Exercise details: Return nothing but the lines from the line containing "Where is the tree" through the last line of the records, reproduced exactly.

Input for this task:
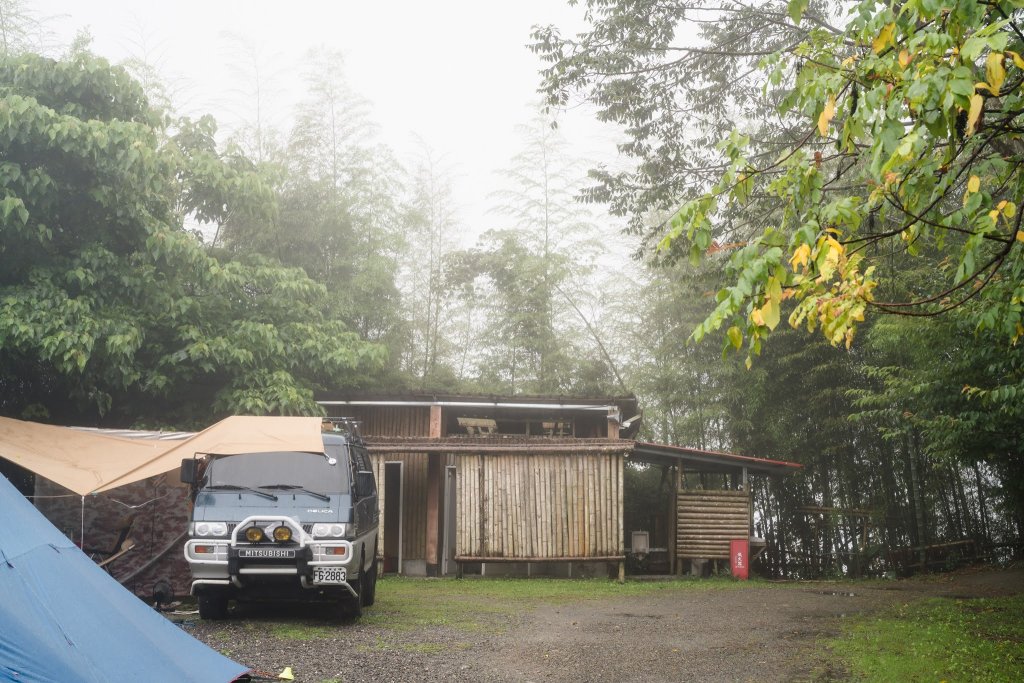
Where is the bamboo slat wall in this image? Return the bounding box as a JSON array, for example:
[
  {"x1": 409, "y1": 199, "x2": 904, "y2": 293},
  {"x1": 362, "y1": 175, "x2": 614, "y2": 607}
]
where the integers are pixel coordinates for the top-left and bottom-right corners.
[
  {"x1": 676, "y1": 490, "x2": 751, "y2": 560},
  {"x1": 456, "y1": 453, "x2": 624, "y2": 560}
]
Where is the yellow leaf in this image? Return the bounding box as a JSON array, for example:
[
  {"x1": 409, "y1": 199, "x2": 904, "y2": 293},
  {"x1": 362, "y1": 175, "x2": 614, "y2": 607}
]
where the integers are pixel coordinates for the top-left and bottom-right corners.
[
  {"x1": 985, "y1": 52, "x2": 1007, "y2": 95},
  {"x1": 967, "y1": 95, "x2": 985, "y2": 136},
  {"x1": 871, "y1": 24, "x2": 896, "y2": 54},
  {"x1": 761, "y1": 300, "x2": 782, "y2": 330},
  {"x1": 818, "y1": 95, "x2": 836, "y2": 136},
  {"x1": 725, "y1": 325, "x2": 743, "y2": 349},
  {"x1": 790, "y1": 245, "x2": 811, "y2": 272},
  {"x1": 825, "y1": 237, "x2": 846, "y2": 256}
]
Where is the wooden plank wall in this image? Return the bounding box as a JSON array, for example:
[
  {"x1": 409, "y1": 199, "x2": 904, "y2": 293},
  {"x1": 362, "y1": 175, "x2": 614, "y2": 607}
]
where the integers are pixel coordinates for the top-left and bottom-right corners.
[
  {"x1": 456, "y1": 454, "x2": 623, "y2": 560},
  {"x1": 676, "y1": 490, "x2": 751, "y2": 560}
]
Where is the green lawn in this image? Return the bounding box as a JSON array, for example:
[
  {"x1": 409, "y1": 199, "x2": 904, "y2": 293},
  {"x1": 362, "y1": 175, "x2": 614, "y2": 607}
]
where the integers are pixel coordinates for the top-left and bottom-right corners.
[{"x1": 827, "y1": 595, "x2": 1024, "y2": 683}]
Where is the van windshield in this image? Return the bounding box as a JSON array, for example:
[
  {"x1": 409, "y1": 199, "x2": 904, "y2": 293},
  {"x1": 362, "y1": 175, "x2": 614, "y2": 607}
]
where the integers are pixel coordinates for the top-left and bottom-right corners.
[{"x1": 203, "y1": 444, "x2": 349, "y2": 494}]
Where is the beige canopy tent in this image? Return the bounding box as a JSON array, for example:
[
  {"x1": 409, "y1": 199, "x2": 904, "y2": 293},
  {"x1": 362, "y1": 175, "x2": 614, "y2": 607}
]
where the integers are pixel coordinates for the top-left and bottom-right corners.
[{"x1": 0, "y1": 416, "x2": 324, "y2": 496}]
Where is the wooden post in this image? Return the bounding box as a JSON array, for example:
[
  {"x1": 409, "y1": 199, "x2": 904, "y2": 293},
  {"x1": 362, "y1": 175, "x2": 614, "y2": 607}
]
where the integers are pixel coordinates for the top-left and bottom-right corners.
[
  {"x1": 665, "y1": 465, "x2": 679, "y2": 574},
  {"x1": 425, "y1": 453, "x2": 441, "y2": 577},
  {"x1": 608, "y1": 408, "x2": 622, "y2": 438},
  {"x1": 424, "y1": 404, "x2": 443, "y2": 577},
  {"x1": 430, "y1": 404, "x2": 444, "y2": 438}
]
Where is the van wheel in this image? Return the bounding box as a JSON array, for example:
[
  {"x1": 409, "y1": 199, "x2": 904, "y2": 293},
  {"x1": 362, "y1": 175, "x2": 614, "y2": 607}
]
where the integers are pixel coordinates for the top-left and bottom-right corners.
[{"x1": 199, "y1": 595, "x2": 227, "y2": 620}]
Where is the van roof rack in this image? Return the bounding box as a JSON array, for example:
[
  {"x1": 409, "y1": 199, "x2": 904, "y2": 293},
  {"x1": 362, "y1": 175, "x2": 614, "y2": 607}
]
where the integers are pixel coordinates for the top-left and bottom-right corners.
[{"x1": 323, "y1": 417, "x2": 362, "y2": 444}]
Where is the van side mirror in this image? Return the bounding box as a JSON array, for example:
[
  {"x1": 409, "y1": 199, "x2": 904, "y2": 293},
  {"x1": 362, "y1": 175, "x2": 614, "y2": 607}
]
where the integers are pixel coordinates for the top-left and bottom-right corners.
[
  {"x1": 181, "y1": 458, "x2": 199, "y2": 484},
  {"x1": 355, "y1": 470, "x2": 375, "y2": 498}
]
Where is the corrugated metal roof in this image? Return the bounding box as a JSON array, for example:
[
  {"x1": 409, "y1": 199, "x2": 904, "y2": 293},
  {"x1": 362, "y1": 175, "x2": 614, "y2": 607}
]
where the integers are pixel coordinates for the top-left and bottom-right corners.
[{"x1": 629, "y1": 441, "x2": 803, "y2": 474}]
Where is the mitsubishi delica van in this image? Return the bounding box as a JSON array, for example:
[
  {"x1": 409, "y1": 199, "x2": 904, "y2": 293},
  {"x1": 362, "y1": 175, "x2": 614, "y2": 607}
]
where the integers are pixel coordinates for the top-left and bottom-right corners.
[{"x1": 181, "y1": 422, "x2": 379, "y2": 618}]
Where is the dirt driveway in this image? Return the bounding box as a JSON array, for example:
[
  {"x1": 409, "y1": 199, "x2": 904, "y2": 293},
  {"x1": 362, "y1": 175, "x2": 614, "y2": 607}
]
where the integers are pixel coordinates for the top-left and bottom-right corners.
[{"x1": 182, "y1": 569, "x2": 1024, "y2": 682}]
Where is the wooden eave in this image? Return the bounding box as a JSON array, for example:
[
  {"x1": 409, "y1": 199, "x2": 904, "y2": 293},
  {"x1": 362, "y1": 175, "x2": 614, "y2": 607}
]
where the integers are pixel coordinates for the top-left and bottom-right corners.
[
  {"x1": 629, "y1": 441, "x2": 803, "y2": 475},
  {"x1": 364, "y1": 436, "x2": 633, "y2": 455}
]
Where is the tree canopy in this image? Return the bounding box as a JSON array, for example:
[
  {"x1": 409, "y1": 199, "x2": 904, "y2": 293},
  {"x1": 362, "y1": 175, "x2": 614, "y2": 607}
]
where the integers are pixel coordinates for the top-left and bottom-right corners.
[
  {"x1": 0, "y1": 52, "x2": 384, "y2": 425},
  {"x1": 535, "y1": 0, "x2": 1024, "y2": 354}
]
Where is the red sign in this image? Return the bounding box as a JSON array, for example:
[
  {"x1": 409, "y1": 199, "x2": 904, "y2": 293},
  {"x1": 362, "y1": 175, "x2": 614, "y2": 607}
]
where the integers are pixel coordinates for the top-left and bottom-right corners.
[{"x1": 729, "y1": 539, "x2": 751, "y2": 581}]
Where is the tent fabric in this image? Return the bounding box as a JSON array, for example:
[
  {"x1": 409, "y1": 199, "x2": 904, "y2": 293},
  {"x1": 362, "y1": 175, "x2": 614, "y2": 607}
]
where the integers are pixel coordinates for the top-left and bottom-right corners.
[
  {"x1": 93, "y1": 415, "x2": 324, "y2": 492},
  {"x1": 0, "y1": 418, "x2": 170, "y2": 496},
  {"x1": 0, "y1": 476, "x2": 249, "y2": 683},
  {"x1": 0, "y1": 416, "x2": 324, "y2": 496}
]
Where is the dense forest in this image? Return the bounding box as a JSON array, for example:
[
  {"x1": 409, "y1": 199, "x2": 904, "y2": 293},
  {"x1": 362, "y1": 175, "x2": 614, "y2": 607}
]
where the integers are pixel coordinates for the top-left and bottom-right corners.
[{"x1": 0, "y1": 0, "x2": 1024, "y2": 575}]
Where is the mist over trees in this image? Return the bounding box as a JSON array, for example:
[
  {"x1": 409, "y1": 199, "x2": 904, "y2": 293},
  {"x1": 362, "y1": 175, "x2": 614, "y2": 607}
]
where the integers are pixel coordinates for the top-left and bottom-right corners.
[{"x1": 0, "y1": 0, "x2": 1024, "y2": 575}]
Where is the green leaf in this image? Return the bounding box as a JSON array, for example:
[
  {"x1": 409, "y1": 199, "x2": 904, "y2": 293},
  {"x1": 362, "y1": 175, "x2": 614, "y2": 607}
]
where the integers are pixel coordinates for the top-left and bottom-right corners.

Answer to the problem:
Where is the tree canopy in this image? Return the bounding box as a JSON array, for example:
[
  {"x1": 409, "y1": 199, "x2": 904, "y2": 293},
  {"x1": 362, "y1": 175, "x2": 614, "y2": 607}
]
where the integers are pixel coordinates for the top-left and bottom-right corners.
[
  {"x1": 0, "y1": 52, "x2": 384, "y2": 425},
  {"x1": 535, "y1": 0, "x2": 1024, "y2": 354}
]
Where is the red sign in this image? Return the bounding box as a JSON array, for example:
[
  {"x1": 409, "y1": 199, "x2": 904, "y2": 293},
  {"x1": 362, "y1": 175, "x2": 614, "y2": 607}
]
where the integers are pixel coordinates for the top-left and bottom-right corners.
[{"x1": 729, "y1": 539, "x2": 751, "y2": 581}]
Where is the tent fabric in this image? Return the bounding box as a JSON array, for example:
[
  {"x1": 409, "y1": 199, "x2": 904, "y2": 293},
  {"x1": 362, "y1": 175, "x2": 614, "y2": 607}
]
where the integers are pixel coordinates for the top-left and bottom-right corners.
[
  {"x1": 93, "y1": 415, "x2": 324, "y2": 492},
  {"x1": 0, "y1": 418, "x2": 170, "y2": 496},
  {"x1": 0, "y1": 476, "x2": 249, "y2": 683},
  {"x1": 0, "y1": 416, "x2": 324, "y2": 496}
]
Where is the dense forest in this image? Return the bounding box as a JSON array, for example:
[
  {"x1": 409, "y1": 199, "x2": 904, "y2": 293},
  {"x1": 362, "y1": 175, "x2": 614, "y2": 607}
]
where the integers are pixel coordinates for the top-left and bottom-right corners.
[{"x1": 0, "y1": 0, "x2": 1024, "y2": 575}]
Where is the mist over trees in this image? Return the bounding box as a JSON array, for example:
[
  {"x1": 409, "y1": 199, "x2": 904, "y2": 293},
  {"x1": 362, "y1": 175, "x2": 614, "y2": 607}
]
where the integers are pixel coordinates for the top-left and bottom-right corners.
[{"x1": 0, "y1": 0, "x2": 1024, "y2": 575}]
Where is the green leaf in this image? Return the bounding box as a JSON array, for example:
[
  {"x1": 409, "y1": 199, "x2": 904, "y2": 293},
  {"x1": 362, "y1": 175, "x2": 614, "y2": 607}
]
where the integers are pixel coordinates for the top-left and bottom-right corners.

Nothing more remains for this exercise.